_Bu görev hakkında_:
Aşağıdaki okuma parçasından "Dirimbilim Günlüğü: Sisteki" sözlerinden "kal düş gücüm!" sözlerine kadar olan bölümü hiçbir değişiklik yapmadan yinele.

_Okuma parçası_:
Dirimbilim Günlüğü: Sisteki Kirpi, Kydoni, Zıp Zıp, Gis’óok

9 Eylül 2018

Burhaniye

Bir süredir kelebeklerden söz etmediğimiz bir gün bile geçmiyor. Amerika Açık Tenis Turnuvası’nda çift kadınlar finalinde oynayan T.Babos‘un eteğini görür görmez aklıma alıçkelebeğinin gelmesine şaşmadım bu yüzden. Erkekler finalinde de özgür kal düş gücüm!

_Sağlanan veriler_:
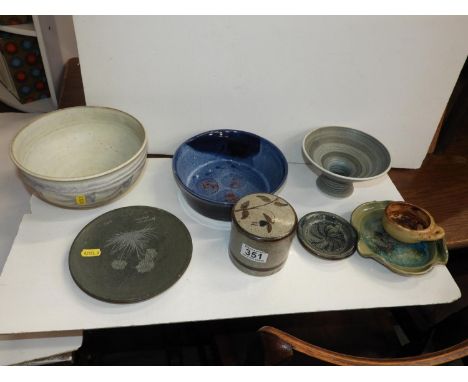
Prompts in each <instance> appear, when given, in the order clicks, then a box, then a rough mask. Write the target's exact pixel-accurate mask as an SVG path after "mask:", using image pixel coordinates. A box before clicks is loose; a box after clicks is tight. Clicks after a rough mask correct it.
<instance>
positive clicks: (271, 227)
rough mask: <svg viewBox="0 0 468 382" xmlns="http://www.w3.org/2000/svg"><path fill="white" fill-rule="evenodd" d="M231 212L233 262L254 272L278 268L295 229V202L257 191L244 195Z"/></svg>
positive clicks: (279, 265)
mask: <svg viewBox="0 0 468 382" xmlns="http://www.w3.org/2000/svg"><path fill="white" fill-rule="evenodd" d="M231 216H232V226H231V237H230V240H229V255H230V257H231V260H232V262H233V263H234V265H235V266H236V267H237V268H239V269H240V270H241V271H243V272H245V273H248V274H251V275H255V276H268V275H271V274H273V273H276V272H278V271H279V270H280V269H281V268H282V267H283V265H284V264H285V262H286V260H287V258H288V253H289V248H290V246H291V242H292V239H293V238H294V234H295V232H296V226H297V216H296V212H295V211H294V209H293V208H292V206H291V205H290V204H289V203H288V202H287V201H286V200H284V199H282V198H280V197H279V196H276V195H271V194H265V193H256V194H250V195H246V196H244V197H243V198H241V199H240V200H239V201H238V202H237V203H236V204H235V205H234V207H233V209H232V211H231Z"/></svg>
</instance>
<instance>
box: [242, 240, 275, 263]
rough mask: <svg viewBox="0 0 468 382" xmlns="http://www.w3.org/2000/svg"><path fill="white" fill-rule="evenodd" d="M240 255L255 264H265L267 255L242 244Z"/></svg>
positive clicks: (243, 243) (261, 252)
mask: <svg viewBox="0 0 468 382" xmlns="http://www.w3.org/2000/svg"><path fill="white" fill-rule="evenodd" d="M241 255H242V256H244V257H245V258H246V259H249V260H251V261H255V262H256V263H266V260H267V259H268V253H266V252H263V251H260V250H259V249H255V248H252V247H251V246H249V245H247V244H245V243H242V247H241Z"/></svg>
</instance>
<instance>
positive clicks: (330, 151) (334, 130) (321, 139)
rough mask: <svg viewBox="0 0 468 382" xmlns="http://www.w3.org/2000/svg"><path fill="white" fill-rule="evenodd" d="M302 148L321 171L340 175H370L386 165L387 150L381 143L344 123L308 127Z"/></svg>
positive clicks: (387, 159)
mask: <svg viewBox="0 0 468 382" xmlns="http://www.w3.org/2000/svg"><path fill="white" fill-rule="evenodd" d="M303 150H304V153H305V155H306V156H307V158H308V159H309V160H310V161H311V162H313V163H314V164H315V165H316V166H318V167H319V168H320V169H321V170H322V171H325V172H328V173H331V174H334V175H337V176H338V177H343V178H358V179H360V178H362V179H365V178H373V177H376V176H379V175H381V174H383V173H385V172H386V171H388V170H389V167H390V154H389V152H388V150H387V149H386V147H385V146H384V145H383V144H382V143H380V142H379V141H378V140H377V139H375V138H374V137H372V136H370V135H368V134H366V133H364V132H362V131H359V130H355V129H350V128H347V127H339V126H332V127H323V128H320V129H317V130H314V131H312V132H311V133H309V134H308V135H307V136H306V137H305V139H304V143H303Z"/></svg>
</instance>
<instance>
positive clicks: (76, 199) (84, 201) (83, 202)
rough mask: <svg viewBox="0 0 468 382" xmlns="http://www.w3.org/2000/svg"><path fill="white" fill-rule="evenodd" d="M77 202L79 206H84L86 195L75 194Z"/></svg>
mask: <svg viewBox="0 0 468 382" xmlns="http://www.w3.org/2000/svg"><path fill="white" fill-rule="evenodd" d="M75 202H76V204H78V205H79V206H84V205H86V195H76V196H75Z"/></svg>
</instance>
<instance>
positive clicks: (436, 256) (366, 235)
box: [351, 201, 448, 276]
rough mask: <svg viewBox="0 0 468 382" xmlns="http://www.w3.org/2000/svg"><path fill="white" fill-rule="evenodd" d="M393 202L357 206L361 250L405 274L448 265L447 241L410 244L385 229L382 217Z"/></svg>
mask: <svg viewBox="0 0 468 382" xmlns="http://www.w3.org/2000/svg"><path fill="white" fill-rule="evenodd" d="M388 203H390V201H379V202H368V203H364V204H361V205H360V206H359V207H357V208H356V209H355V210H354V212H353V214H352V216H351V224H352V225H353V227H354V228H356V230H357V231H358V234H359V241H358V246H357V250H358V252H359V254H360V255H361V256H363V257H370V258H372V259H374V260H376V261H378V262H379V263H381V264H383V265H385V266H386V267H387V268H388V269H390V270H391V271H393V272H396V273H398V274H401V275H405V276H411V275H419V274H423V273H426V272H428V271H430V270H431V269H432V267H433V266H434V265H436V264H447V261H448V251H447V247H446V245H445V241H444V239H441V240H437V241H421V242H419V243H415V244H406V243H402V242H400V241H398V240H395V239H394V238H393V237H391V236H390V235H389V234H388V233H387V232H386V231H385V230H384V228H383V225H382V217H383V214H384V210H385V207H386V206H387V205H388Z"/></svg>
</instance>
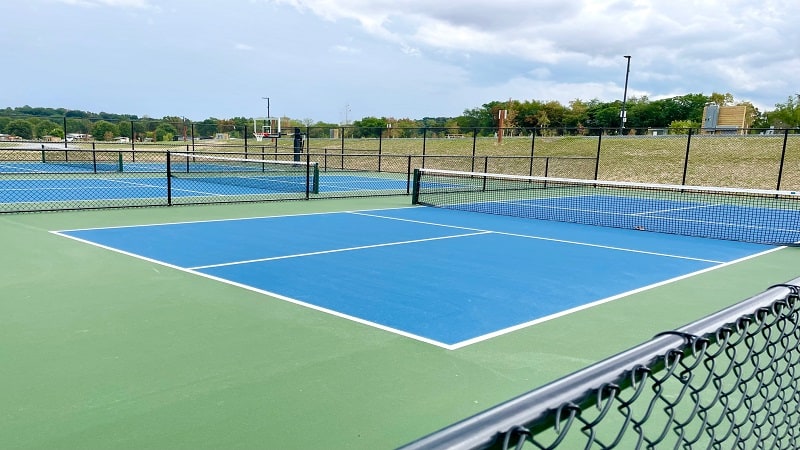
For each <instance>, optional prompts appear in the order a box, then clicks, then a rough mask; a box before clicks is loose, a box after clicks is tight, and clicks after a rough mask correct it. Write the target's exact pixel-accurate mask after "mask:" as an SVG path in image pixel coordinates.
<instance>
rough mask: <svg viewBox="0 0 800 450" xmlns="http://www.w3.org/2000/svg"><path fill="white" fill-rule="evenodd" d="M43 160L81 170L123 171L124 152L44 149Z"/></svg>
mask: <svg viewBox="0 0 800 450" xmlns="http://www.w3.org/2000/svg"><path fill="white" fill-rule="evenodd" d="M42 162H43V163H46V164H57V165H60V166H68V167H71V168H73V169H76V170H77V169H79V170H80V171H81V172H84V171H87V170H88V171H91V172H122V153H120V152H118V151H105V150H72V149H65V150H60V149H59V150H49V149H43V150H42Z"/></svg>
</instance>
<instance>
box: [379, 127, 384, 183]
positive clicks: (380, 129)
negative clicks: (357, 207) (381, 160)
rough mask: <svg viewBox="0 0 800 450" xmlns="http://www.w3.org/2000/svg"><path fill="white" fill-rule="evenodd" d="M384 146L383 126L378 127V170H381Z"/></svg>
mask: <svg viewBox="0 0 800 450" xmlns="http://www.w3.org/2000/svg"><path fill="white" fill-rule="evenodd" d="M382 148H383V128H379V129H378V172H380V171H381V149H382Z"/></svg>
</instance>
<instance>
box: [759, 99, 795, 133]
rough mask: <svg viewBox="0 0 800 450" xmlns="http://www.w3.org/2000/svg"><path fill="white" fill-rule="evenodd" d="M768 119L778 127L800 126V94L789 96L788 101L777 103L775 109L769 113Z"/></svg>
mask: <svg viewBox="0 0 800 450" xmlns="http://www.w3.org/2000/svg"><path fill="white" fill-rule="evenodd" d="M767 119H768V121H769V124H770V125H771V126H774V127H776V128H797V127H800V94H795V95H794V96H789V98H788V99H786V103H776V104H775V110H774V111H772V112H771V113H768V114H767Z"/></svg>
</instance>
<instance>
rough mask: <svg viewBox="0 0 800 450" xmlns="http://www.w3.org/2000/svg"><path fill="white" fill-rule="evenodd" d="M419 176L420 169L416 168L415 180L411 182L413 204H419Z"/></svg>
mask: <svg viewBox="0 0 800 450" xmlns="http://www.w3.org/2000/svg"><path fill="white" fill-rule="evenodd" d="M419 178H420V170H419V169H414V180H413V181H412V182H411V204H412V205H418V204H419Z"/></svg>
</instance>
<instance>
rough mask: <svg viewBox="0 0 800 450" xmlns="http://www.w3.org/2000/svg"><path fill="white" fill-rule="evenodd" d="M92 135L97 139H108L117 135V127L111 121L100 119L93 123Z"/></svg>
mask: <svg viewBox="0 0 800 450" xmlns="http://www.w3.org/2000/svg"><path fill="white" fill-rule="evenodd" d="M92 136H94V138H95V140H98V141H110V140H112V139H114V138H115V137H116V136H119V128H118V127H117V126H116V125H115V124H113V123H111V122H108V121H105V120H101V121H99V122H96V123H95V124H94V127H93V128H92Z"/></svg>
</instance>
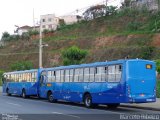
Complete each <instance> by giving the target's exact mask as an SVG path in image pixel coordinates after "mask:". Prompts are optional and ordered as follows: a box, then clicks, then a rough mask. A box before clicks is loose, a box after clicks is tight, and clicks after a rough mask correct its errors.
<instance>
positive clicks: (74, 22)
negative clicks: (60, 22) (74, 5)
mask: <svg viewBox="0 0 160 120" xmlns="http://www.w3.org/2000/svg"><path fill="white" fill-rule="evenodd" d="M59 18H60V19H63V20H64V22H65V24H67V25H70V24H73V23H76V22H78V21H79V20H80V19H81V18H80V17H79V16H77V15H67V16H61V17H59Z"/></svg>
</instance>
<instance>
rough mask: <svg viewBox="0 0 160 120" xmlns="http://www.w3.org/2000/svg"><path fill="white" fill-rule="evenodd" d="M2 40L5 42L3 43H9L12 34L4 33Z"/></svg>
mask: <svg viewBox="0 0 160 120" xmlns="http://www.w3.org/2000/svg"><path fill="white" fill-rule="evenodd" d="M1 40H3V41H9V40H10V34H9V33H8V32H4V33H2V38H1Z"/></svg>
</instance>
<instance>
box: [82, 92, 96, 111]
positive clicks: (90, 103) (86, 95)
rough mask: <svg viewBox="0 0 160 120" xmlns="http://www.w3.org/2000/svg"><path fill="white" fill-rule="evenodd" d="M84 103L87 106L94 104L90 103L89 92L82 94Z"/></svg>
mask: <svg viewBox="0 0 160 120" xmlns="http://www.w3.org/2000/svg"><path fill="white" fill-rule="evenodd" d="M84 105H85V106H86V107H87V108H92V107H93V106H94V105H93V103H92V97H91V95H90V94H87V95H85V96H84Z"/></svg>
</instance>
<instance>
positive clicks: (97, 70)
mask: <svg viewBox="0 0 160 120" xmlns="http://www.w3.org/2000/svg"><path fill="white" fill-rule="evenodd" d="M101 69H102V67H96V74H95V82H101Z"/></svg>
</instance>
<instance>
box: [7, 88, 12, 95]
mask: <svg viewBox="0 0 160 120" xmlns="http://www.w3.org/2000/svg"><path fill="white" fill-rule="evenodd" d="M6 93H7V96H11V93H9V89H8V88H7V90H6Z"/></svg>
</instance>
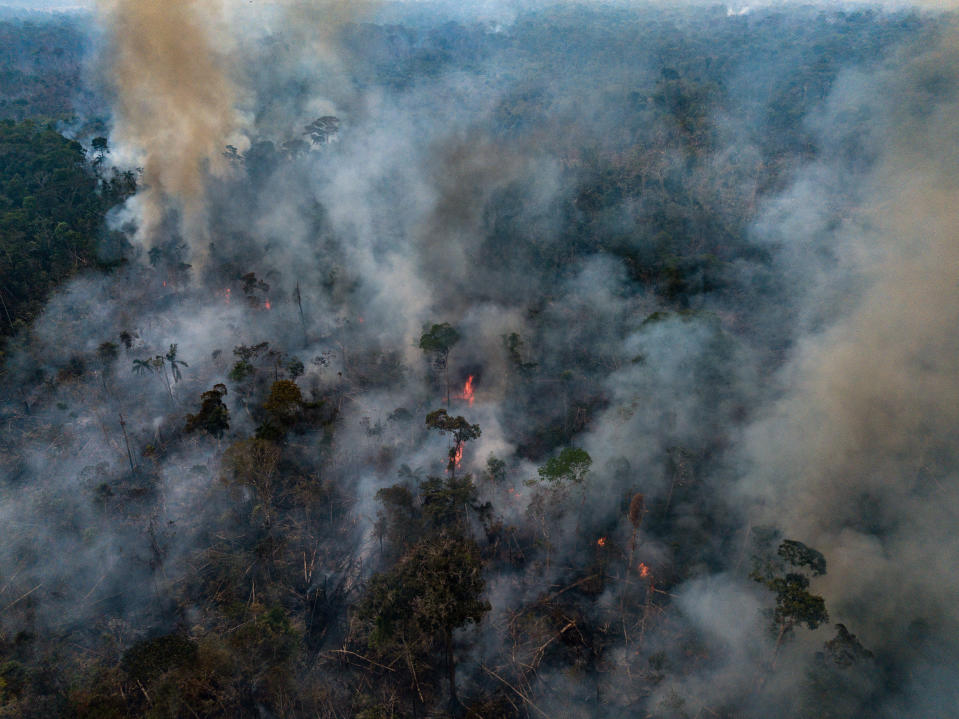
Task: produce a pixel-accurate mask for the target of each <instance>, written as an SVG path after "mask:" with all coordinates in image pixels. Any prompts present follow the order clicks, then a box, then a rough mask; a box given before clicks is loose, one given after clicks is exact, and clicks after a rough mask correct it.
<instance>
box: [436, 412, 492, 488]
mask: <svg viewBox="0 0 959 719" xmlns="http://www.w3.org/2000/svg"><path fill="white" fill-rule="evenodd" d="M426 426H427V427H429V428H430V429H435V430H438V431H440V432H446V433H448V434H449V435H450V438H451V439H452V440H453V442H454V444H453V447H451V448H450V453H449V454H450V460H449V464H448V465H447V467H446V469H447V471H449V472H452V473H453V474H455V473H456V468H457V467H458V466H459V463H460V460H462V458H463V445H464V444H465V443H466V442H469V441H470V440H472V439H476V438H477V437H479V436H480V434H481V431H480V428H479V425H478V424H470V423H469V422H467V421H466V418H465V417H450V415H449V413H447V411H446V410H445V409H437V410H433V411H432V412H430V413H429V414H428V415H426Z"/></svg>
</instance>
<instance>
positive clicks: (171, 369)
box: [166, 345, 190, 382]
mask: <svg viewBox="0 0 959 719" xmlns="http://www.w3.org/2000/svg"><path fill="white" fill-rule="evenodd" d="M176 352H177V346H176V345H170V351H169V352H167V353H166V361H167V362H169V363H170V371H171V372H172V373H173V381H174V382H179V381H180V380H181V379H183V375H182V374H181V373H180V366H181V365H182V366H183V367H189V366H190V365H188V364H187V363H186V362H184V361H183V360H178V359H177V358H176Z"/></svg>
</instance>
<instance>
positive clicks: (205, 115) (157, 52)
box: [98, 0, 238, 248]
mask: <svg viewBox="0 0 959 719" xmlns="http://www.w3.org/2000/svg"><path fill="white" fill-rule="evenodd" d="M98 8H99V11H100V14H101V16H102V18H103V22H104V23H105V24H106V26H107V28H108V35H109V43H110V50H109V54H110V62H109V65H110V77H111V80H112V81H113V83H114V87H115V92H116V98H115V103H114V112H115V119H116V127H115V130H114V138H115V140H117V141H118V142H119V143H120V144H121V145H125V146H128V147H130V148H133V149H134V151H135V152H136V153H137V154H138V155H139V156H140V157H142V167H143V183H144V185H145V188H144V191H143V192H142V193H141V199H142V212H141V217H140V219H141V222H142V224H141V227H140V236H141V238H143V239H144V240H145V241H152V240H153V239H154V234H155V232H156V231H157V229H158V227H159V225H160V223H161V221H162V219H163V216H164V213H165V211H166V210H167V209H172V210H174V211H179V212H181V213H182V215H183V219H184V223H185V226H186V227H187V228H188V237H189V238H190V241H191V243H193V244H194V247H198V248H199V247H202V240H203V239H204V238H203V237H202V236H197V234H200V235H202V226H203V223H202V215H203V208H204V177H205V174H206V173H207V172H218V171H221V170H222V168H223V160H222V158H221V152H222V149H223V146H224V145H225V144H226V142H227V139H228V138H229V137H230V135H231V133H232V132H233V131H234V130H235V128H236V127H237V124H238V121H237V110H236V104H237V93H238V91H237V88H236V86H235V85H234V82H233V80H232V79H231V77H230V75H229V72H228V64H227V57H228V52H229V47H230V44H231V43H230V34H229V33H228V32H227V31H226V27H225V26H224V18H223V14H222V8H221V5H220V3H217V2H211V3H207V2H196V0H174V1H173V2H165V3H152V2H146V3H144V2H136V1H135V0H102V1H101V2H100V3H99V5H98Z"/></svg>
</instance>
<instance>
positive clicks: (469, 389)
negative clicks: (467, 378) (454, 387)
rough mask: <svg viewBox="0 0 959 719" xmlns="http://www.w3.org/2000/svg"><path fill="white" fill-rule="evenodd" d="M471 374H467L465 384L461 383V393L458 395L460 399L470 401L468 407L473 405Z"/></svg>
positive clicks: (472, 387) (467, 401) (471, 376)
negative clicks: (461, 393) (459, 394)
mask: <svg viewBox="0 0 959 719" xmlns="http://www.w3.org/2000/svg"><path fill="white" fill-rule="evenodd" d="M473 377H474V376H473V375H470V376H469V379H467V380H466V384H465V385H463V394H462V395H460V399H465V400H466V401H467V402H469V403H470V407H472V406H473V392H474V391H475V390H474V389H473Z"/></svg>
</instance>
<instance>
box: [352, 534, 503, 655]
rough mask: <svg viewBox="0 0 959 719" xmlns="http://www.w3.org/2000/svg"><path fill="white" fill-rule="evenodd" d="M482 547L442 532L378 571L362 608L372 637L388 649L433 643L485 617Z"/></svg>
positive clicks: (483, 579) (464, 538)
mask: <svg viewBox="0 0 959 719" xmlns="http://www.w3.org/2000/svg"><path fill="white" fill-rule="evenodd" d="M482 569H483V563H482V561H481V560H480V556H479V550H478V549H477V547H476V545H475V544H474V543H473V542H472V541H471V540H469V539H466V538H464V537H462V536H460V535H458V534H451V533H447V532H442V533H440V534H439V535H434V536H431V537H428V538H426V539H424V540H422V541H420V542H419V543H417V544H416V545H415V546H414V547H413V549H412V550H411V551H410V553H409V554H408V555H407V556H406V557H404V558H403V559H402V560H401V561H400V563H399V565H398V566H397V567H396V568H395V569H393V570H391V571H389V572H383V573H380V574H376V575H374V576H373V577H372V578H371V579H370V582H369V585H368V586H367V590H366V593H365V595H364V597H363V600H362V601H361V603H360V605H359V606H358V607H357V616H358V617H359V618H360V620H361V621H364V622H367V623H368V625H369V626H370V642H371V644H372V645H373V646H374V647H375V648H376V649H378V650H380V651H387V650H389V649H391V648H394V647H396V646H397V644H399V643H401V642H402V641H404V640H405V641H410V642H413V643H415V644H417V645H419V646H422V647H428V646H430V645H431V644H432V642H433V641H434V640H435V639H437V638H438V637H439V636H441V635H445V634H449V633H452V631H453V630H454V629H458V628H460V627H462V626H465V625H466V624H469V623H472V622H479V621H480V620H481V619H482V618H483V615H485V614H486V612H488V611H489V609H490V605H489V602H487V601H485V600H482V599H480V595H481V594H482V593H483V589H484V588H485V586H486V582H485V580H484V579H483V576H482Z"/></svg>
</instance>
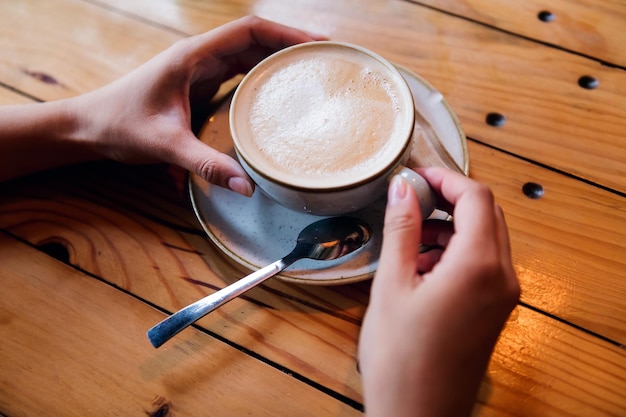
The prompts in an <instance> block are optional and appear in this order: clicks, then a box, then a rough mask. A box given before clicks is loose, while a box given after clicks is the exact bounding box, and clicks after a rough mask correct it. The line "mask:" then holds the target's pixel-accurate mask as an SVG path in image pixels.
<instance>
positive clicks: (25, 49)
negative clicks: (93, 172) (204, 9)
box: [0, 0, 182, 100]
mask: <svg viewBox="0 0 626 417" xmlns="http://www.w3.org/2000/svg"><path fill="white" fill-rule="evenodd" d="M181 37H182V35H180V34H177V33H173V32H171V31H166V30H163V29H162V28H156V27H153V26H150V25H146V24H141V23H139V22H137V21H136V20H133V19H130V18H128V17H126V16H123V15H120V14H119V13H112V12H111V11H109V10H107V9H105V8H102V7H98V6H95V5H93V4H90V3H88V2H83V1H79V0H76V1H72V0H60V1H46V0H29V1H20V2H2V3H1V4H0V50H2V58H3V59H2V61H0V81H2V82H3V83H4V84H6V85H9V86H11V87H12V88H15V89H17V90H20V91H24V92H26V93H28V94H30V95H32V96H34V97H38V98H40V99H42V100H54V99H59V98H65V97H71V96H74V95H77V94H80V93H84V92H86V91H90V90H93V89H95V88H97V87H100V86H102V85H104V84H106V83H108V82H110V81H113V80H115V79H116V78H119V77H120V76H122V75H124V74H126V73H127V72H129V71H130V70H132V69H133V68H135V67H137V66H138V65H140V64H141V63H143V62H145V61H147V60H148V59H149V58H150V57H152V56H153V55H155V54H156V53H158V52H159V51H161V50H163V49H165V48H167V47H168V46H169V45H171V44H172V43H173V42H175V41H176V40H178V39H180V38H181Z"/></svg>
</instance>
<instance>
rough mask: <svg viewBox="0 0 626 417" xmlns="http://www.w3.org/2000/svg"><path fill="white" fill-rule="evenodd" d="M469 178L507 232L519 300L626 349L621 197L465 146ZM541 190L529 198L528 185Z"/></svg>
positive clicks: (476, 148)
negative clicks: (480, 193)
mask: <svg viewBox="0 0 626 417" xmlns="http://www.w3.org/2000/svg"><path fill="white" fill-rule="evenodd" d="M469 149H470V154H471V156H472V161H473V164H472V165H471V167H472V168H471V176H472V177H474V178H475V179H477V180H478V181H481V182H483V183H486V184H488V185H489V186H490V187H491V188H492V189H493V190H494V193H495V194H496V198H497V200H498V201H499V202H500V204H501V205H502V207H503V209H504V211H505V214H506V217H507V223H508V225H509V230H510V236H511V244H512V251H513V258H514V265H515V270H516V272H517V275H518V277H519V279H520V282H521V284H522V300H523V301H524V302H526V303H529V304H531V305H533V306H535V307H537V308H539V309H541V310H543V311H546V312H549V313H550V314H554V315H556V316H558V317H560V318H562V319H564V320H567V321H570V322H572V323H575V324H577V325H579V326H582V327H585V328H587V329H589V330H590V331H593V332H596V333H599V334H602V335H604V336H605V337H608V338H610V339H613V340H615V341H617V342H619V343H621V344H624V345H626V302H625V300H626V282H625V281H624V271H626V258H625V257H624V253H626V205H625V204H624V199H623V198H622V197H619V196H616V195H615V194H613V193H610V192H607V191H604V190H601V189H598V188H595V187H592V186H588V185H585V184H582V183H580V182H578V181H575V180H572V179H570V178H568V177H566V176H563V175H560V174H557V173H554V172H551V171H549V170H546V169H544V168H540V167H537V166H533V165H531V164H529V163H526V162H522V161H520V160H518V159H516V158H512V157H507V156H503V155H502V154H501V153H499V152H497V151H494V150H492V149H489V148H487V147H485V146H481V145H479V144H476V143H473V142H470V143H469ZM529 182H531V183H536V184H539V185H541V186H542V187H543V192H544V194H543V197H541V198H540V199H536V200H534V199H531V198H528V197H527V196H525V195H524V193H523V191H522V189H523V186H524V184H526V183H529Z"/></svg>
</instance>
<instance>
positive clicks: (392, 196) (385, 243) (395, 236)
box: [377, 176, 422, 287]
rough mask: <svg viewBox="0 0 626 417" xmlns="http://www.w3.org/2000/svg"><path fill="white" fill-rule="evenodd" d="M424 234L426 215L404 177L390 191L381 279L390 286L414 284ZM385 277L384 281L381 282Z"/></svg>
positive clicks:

_Alıştırmanın yanıtı_:
Dirimbilim Günlüğü: Sisteki Kirpi, Kydoni, Zıp Zıp, Gis’óok

9 Eylül 2018

Burhaniye

Bir süredir kelebeklerden söz etmediğimiz bir gün bile geçmiyor. Amerika Açık Tenis Turnuvası’nda çift kadınlar finalinde oynayan T.Babos‘un eteğini görür görmez aklıma alıçkelebeğinin gelmesine şaşmadım bu yüzden. Erkekler finalinde de özgür kal düş gücüm!